**Extracted entries**
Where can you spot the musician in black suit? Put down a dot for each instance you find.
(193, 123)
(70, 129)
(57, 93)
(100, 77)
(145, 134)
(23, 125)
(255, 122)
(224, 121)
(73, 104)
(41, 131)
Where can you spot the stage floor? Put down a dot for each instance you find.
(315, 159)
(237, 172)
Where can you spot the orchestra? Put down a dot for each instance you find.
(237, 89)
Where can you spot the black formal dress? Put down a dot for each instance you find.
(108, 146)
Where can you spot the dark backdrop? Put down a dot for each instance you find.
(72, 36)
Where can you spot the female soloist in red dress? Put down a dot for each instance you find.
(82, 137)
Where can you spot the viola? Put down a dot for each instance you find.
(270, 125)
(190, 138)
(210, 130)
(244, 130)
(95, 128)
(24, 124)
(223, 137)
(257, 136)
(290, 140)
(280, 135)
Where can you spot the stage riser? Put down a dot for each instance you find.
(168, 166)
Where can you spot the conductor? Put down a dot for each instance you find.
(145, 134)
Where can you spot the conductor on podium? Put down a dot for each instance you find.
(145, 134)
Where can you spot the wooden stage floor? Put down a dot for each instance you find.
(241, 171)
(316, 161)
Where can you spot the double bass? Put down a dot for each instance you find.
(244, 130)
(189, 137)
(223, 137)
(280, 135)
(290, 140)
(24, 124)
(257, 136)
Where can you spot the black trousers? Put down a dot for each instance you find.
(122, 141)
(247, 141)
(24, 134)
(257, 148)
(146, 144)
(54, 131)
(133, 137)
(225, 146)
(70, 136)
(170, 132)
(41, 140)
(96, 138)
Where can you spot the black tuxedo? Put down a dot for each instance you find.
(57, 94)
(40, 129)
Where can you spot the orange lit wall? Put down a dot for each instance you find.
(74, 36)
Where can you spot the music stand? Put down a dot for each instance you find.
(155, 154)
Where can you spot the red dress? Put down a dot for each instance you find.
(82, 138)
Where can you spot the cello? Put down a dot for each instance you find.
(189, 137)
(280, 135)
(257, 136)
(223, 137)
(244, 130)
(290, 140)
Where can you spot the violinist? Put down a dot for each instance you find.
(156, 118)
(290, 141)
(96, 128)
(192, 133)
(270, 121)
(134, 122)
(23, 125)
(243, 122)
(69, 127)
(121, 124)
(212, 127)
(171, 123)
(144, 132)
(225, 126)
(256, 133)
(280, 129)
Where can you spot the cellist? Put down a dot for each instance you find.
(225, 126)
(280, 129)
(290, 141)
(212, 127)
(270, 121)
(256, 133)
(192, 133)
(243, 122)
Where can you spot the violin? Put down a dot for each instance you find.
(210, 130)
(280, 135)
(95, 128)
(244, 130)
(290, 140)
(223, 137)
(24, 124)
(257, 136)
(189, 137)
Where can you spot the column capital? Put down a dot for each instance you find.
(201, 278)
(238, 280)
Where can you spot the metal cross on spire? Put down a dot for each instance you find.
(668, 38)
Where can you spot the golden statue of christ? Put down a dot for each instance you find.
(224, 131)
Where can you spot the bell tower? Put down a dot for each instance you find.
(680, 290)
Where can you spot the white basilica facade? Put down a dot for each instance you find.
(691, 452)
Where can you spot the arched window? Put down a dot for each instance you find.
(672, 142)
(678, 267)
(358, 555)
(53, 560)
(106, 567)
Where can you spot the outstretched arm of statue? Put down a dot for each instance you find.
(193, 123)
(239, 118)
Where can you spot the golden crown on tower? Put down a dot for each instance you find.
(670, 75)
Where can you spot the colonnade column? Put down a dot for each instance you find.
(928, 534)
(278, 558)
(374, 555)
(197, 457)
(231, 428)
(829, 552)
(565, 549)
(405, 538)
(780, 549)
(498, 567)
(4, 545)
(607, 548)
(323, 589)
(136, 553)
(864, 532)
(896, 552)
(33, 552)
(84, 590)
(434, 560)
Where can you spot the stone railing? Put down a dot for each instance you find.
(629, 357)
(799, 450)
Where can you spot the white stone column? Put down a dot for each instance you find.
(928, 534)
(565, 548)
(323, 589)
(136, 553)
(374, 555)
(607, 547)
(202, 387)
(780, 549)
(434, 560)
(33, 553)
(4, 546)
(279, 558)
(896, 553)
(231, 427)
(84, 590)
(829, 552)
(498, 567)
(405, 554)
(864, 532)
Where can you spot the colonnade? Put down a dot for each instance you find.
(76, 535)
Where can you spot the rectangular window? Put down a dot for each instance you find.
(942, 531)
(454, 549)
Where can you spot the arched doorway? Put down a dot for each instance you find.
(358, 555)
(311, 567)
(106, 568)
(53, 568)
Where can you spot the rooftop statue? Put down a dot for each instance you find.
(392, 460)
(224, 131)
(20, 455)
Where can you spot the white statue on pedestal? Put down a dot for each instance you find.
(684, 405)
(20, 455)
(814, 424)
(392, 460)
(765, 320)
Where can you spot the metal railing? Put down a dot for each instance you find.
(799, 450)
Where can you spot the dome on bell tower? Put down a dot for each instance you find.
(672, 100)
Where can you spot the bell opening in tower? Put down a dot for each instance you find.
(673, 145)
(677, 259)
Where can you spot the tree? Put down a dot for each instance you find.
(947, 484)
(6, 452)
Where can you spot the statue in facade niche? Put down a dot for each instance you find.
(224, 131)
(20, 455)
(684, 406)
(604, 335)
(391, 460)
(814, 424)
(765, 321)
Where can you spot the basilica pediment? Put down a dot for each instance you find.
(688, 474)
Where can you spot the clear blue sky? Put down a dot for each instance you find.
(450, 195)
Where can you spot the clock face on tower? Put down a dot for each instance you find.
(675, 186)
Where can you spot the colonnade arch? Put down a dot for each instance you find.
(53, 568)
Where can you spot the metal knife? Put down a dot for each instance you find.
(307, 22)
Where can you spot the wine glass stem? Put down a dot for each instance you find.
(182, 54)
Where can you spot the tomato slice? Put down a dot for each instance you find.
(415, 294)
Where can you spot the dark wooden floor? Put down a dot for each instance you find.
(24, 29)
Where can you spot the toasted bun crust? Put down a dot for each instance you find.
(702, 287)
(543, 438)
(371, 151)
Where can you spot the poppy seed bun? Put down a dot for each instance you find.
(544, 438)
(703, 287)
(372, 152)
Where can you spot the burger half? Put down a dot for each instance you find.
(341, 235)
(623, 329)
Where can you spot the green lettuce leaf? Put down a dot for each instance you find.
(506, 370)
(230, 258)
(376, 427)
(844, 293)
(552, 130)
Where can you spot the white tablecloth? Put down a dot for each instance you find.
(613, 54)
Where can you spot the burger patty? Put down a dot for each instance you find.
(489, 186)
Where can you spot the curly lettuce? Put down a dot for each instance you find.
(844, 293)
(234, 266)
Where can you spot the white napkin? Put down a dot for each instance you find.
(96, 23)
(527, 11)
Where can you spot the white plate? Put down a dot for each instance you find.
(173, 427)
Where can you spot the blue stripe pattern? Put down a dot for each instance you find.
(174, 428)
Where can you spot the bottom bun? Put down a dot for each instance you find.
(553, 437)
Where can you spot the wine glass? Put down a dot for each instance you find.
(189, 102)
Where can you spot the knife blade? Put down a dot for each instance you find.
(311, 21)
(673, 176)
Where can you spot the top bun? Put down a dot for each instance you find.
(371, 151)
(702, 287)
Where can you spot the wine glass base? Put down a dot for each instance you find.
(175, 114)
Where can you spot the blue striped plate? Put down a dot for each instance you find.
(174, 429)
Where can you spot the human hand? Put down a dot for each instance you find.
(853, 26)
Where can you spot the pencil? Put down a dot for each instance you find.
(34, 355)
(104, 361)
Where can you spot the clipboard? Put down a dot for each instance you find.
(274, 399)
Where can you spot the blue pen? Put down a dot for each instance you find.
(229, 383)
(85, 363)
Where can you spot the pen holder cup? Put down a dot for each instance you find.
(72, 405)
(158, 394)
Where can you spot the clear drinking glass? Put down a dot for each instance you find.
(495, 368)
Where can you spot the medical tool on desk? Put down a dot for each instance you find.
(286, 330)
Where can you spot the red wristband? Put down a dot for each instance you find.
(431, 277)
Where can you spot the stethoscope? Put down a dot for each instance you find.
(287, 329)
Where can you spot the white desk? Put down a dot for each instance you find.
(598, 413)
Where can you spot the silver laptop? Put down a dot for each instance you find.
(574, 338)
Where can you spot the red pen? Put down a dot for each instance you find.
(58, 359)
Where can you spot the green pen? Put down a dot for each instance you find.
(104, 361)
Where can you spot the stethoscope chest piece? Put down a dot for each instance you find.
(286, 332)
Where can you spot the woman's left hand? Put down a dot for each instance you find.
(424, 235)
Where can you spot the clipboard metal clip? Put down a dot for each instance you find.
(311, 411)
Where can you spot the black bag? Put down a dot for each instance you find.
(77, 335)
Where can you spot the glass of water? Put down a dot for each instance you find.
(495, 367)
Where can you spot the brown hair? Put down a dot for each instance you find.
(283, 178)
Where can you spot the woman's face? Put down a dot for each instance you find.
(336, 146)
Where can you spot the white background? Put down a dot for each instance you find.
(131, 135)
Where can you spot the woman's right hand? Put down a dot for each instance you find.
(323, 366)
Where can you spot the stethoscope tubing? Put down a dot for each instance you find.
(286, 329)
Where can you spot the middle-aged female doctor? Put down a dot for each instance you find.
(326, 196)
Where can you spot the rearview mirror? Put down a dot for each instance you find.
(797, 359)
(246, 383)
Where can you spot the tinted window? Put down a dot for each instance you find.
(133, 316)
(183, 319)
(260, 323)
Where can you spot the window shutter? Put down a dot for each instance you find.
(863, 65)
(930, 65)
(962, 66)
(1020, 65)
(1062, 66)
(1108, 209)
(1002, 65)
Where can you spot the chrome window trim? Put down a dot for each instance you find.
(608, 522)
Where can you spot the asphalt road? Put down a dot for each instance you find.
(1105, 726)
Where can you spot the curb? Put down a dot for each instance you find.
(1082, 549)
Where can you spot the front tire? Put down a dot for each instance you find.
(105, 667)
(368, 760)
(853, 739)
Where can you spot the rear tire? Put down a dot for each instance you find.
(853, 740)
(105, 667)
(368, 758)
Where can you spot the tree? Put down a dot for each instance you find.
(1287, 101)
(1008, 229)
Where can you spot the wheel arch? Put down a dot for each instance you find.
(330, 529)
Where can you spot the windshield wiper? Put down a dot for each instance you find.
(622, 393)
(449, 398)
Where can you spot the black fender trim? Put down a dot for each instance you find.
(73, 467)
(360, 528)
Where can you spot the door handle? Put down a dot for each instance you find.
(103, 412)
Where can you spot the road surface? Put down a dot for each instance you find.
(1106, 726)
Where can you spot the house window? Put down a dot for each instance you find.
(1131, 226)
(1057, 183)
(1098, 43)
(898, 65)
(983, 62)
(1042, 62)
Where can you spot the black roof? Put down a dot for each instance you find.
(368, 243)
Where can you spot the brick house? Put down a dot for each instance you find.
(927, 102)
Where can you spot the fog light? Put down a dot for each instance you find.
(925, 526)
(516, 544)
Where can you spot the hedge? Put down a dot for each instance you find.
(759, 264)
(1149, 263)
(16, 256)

**Problem requirements**
Restate word for word the lines from the one holding "Where can you spot the wheel" to the end of the listing, both ends included, and nothing more.

**Written solution**
Where can you spot the wheel arch? Put down a dot for each instance you find.
(330, 529)
Where can you spot the windshield wiper? Put down a dot for each instance you find.
(622, 393)
(449, 398)
Where can you spot the black fender trim? Put down a dot for each instance you find.
(73, 467)
(360, 528)
Where can you spot the door handle? Put down a dot for each instance you find.
(103, 412)
Where can you spot the road surface? Put down a dot for each instance you find.
(1106, 726)
Where can you spot the house window? Put down a dot for each instance you find.
(1131, 226)
(1057, 183)
(1098, 43)
(898, 65)
(983, 62)
(1042, 62)
Where can you spot the black roof? Put down a dot for each instance you find.
(368, 243)
Where can you spot the brick house? Put down a dot for each instance you find.
(927, 102)
Where can you spot the fog light? Put down a dot for each instance you find.
(925, 526)
(516, 544)
Where can you spot the hedge? Put down a dot for each instance you find.
(759, 264)
(1149, 263)
(16, 256)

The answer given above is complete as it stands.